▶ _Exercise directions_: Could you repeat the records shown below exactly as written?

**** Records to process

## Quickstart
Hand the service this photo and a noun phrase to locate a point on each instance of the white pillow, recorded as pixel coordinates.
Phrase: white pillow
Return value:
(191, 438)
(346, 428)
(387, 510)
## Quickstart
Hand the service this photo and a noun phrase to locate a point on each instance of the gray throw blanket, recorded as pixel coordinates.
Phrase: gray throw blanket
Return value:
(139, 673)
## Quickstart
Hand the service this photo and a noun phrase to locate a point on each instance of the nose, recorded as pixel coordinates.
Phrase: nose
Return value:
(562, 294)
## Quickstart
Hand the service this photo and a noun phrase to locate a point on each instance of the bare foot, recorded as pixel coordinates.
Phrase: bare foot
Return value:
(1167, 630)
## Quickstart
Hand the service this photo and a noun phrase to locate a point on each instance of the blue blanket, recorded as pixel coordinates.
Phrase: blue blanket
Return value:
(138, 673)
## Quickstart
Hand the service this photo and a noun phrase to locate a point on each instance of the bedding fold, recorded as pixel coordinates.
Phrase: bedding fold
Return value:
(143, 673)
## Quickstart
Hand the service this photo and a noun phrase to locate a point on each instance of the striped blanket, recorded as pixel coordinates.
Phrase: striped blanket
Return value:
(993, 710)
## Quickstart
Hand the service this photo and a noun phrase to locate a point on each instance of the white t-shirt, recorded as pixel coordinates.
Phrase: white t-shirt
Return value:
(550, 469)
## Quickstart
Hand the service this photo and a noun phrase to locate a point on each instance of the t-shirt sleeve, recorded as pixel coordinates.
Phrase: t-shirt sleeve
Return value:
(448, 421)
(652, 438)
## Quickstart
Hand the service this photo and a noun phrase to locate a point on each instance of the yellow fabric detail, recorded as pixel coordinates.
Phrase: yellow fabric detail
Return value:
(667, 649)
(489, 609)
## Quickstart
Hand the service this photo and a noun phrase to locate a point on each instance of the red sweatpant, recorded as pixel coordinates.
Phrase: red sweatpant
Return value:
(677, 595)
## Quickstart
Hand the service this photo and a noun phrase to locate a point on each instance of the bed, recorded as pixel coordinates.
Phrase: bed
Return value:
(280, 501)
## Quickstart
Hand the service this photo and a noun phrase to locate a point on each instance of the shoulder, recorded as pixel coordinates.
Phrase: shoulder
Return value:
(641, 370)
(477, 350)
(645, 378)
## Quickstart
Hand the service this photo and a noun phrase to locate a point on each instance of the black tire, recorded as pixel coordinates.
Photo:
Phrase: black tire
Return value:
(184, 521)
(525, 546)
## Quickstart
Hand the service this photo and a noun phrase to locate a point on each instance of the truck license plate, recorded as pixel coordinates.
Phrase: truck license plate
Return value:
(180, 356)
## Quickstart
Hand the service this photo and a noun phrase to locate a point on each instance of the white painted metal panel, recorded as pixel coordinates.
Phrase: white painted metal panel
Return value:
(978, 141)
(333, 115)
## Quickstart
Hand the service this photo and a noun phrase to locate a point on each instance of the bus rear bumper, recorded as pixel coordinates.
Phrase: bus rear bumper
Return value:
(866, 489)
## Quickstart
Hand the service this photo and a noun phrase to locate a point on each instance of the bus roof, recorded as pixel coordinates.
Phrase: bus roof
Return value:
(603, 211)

********

▶ _Solution for this exercise_:
## Quickstart
Hand the service this photo and a noun phrase to locate a point on each instance of the white pillow, recorded as pixel coordinates.
Phrase: white pillow
Return value:
(191, 438)
(346, 428)
(387, 510)
## Quickstart
Hand the service this photo and a noun phrase to locate a point on each instance of the gray throw blanket, recorded as pixel coordinates.
Phrase: gray throw blanket
Return value:
(139, 673)
## Quickstart
Hand the service this photo and a noun phrase to locate a point on each instance of the nose, recorded as pixel coordinates.
Phrase: nose
Return value:
(562, 294)
## Quickstart
Hand the service this photo and a noun phrase to locate a point on each instance of the bare foot, recorded as pixel coordinates.
Phrase: bare foot
Return value:
(1167, 630)
## Quickstart
Hand the service this photo and a noun phrase to locate a point on each instance of the blue blanket, recorded as pixel coordinates.
Phrase: blue blanket
Return value:
(138, 673)
## Quickstart
Hand the service this photo and a noun phrase to locate a point on each instance of the bedding fold, recorded as pixel coordinates.
Phrase: bedding fold
Return value:
(143, 673)
## Quickstart
Hand the service this photo and a noun phrase to locate a point on each instance of the striped blanket, recorded as pixel coordinates.
Phrase: striped blanket
Return value:
(993, 710)
## Quickstart
Hand the service this photo and a noun phrase to locate a point on each instance of the white t-shirt, recorded as pixel coordinates.
Phrase: white t-shirt
Return value:
(550, 469)
## Quickstart
Hand the service this photo and a noun phrase to locate a point on each instance of the t-shirt sleeve, recorded as pixel coordinates.
Phrase: t-shirt sleeve
Return value:
(448, 421)
(652, 438)
## Quickstart
Hand the service this photo and a noun phrase to locate a point on each instance of the yellow fabric detail, recorded as pixel coordinates.
Phrase: yellow fabric detail
Return value:
(667, 649)
(489, 609)
## Quickstart
Hand the service this photo and a noun phrase to locate a point on each instance of the red sweatpant, recorded as pixel coordinates.
Phrase: red sweatpant
Return value:
(677, 595)
## Quickstart
Hand the service this photo and a noun phrase to locate a point on each instance of the bed, recorded as pixel coordinates.
Phrase: bed
Return value:
(280, 501)
## Quickstart
Hand the service this photo and a noun phrase to locate a point on each instance of the shoulder, recorded as pixel coordinates.
Phrase: shoulder
Return value:
(641, 370)
(477, 350)
(645, 378)
## Quickstart
Hand the service this photo and a noun phrase to locate a point on each instance of the black tire, recorded as pixel coordinates.
Photo:
Phrase: black tire
Return value:
(184, 521)
(525, 546)
## Quickstart
Hand the service this photo and a noun phrase to locate a point on each instance of the truck license plate, recorded as pixel coordinates.
Phrase: truck license plate
Return value:
(180, 356)
## Quickstart
Hand the service this photo and a noun phrase to locate a point on each instance of the white painted metal panel, recorded as pixel coordinates.
Phrase: white painted metal panel
Return value:
(978, 141)
(333, 115)
## Quickstart
Hand the service this photo and a noun phrase to locate a point on each instance of the bus rear bumper, recorded as pixel coordinates.
Phrase: bus rear bumper
Return value:
(866, 489)
## Quickstart
Hand the service this photo and a noun phrase to locate a point on each instance of the bus roof, recorded as pixel coordinates.
Phrase: bus roof
Return value:
(603, 211)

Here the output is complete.